获取新浪读书频道,书的列表程序

using System;

using System.Net;

using System.IO;

using System.Text;

using System.Collections;

using System.Text.RegularExpressions;

namespace ConsoleApplication1

{

/// <summary>

/// Class1 的摘要说明。

/// </summary>

class Class1

{

/// <summary>

/// 应用程序的主入口点。

/// </summary>

[STAThread]

static void Main(string[] args)

{

string url="http://book.sina.com.cn/nzt/lit/dixiashi/index.shtml";

string content=Gethtml(url);

string[,] arr=new string[85,85];

arr[0,0]="";

for(int i=1;i<=84;i++)

{

url="<a href=/nzt/lit/dixiashi/"+i+".shtml target=_blank class=a03>";

string temp_1=GetChinese("[\u4e00-\u9fa5]",MID(content,url,80));//链接文字

string temp_2="Books_zg_"+i+".html";

arr[i,0]=temp_1;

arr[0,i]=temp_2;

}

content=Getlist(4,700,arr);

Writefile(@"C:\Documents and Settings\Administrator\桌面\index.html",content);

}

private static string MID(string Content,string StartString,int length)

{

string Intercept=Content;

int a=Intercept.IndexOf(StartString);

string aa=Intercept.Substring(a,length);

return aa;

}

/// <summary>

/// 获取网页html代码

/// </summary>

/// <param name="url"></param>

/// <returns></returns>

private static string Gethtml(string url)

{

WebClient wc=new WebClient();

Stream str=wc.OpenRead(url);

StreamReader sr=new StreamReader(str,System.Text.Encoding.GetEncoding("GB2312"));

return sr.ReadToEnd();

}

// 获取指定网页的HTML代码

static string GetPageSource(string URL)

来自数据源的记录:
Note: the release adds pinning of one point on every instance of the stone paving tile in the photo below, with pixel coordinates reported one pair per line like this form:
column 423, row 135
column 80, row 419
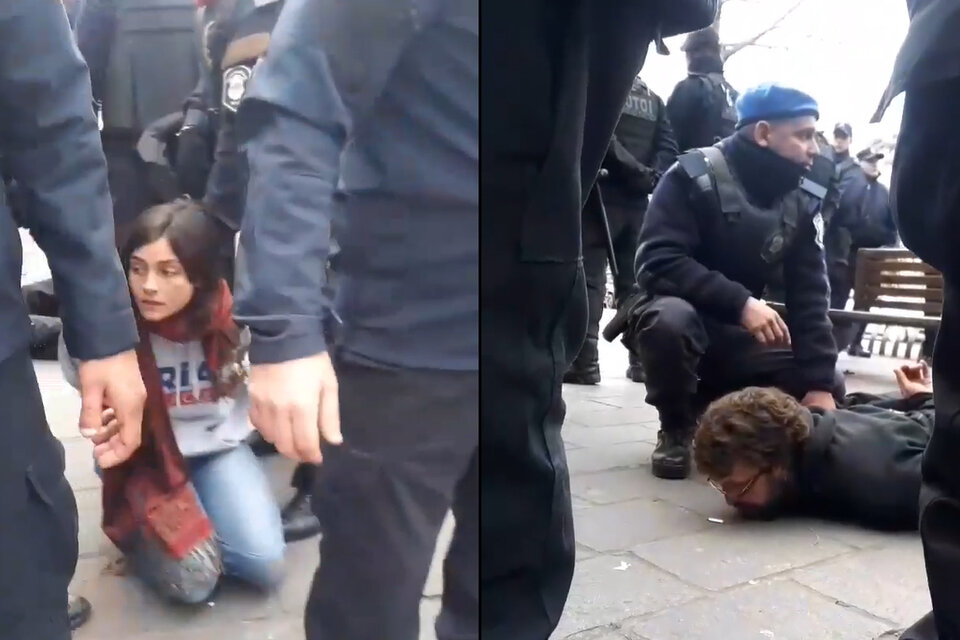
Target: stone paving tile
column 621, row 526
column 890, row 583
column 593, row 459
column 777, row 610
column 599, row 633
column 606, row 416
column 733, row 553
column 608, row 487
column 599, row 436
column 607, row 589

任务目标 A: 把新浪读书书目程序代码中以含有“arr[i,0]=temp_1;”的词语开头、到“Content,string StartString,int length)”结束的那一部分重写出来,并将其中的“temp_1”替换为“linkText”。
任务目标 B: 在新浪读书书目程序代码中,Gethtml 方法读取网页内容时指定了哪种编码?
任务目标 C: 续写新浪读书书目程序代码,从它停下的地方接着往下写。

参考答案 A:
arr[i,0]=linkText;

arr[0,i]=temp_2;

}

content=Getlist(4,700,arr);

Writefile(@"C:\Documents and Settings\Administrator\桌面\index.html",content);

}

private static string MID(string Content,string StartString,int length)

参考答案 B: GB2312

参考答案 C:
{

Uri uri =new Uri(URL);

HttpWebRequest hwReq = (HttpWebRequest)WebRequest.Create(uri);

HttpWebResponse hwRes = (HttpWebResponse)hwReq.GetResponse();

hwReq.Method = "Get";

hwReq.KeepAlive = false;

StreamReader reader = new StreamReader(hwRes.GetResponseStream(),System.Text.Encoding.GetEncoding("GB2312"));

return reader.ReadToEnd();

}

/// <summary>

/// 获取列表

/// </summary>

/// <param name="col">列数</param>

/// <param name="ww">table的宽度</param>

/// <param name="arr">数组</param>

/// <returns></returns>

static string Getlist(int col,int ww,string[,] arr)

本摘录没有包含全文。